**Ausgewählter Auszug:**
Gaby Gonschorek aus Potsdam stellt seit 16 Jahren den "Blickpunkt" zu, zweimal pro Woche, jeweils 570 Zeitungen, und sie kennt ihre Leser in der Potsdamer Waldstadt. Was viele nicht wissen: In jeden Briefkasten kommt eine Zeitung, auch in die, auf denen steht: "Keine Werbung!"

Denn Anzeigenblätter gelten als Presseprodukte – der "Bitte keine Werbung"-Aufkleber blockiert dagegen nur Werbung. Nur der Zusatz "Keine kostenlosen Zeitungen" gilt als Verweigerung, entsprechende Aufkleber gibt es im Baumarkt oder im Internet. Wenn ein solches Schild am Briefkasten klebt, darf der Zusteller kein Anzeigenblatt einwerfen. Tut er es trotzdem, sollte man sich direkt an den Verlag wenden, per Anruf, E-Mail oder Fax.

Beschweren kann man sich beim Bundesverband

Kommt die Zeitung trotzdem immer wieder, kann man sich an den Bundesverband der Anzeigenblätter (BVDA) wenden. Der kann Mitglieder abmahnen und vergibt auch ein Siegel für geprüfte Prospektzustellung. Für Jörg Eggers, Geschäftsführer des BVDA, ist klar, dass eine Leserin, die eine Zeitung nicht haben will, auch für den Verlag nicht interessant ist: "Werbekunden möchten ja eine Werbewirkung haben, und wenn Prospekte an Menschen verteilt werden, die das alles grundsätzlich ablehnen, wäre das ein Verlustgeschäft."

**Aufgabe 1:**
Beantworten Sie anhand des Auszugs über Anzeigenblätter:
(a) Wie viele Zeitungen stellt Gaby Gonschorek jeweils zu, und wie oft pro Woche?
(b) Welcher Zusatz auf einem Briefkastenaufkleber gilt als Verweigerung?
(c) Welche Funktion hat Jörg Eggers beim Bundesverband der Anzeigenblätter?
**Aufgabe 2:** Führen Sie den Auszug über Anzeigenblätter ab seinem letzten Satz um einige Sätze weiter.

**Bereitgestelltes Material:**
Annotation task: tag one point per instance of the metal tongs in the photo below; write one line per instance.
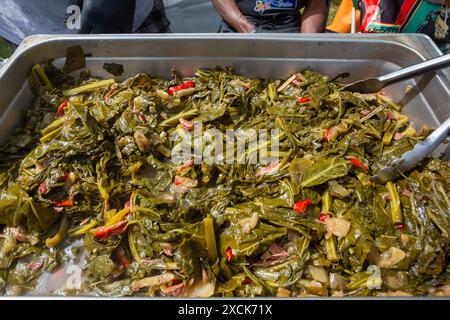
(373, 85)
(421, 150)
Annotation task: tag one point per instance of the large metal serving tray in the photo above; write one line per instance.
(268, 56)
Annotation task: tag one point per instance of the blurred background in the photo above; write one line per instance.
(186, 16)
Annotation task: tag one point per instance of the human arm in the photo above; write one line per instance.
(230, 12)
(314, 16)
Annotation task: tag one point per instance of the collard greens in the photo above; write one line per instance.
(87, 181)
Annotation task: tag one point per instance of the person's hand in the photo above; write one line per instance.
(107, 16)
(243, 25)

==

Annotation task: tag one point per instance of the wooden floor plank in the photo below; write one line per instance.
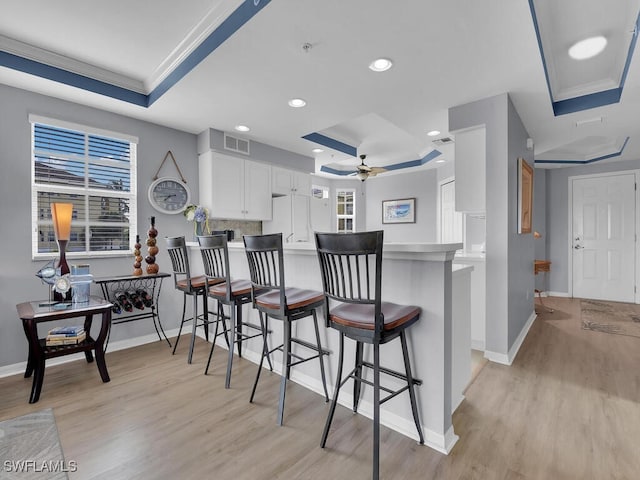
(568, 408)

...

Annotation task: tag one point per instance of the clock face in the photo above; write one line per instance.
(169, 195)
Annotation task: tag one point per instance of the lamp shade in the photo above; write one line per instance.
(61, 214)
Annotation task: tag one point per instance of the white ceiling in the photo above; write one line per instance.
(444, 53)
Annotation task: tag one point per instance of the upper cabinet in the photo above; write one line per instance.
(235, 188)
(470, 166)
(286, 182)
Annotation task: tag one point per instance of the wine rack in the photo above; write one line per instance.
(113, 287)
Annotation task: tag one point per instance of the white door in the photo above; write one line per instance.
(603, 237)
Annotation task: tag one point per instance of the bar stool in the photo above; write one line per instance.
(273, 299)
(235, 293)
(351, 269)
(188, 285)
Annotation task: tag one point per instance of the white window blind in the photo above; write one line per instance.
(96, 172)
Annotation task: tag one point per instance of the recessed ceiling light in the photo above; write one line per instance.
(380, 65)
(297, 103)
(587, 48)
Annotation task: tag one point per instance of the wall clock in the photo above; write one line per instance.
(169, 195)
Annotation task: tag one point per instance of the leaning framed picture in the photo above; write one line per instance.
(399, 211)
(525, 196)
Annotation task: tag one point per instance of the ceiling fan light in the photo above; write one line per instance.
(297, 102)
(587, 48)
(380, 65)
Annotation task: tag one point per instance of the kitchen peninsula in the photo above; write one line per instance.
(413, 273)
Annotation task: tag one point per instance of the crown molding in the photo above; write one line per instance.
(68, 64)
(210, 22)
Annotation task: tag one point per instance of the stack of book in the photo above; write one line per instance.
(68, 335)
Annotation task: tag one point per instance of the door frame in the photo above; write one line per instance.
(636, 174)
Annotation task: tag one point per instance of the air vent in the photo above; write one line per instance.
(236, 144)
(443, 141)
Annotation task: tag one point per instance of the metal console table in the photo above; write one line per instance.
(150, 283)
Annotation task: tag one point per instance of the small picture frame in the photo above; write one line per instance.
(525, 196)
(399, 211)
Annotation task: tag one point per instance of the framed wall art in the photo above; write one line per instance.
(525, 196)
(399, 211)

**Antwortfeld 1:**
(a) Jeweils 570 Zeitungen, zweimal pro Woche.
(b) Der Zusatz „Keine kostenlosen Zeitungen“.
(c) Er ist Geschäftsführer des BVDA.

**Antwortfeld 2:**
Quelle: rbb/SUPER.MARKT

Der "Blickpunkt" ist mit 385.000 Exemplaren eines der größten Anzeigenblätter in Brandenburg. Werbeverweigerungen werden hier eigentlich ernst genommen, sagt Verlagschefin Rebecca Schenkelberg dem rbb. Die Info, wer eine Zeitung will und wer nicht, bekommen die rund 1.000 Zusteller auf einer Liste, erklärt sie. "Wir haben Karten, darin werden die Gebiete gezeichnet. Dazu bekommt der Zusteller einen idealen Wegeplan innerhalb seines Zustellgebietes, dann bekommt er noch eine Auflistung der Straßen- und Hausnummern. Und zu guter Letzt bekommt er dann noch eine Liste derjenigen, die eben keine Zeitung haben wollen."

Gaby Gonschorek kann das bestätigen, sie weiß genau, wer in ihrem Zustellgebiet keine Zeitung bekommen möchte. Für kurzfristige Vertretungen, die etwa im Krankheitsfall einspringen, kann das allerdings kompliziert werden. Aber Anfragen, dass jemand sein Blatt vermisst, seien weitaus häufiger als Beschwerden über zu Unrecht zugestellte Blättchen.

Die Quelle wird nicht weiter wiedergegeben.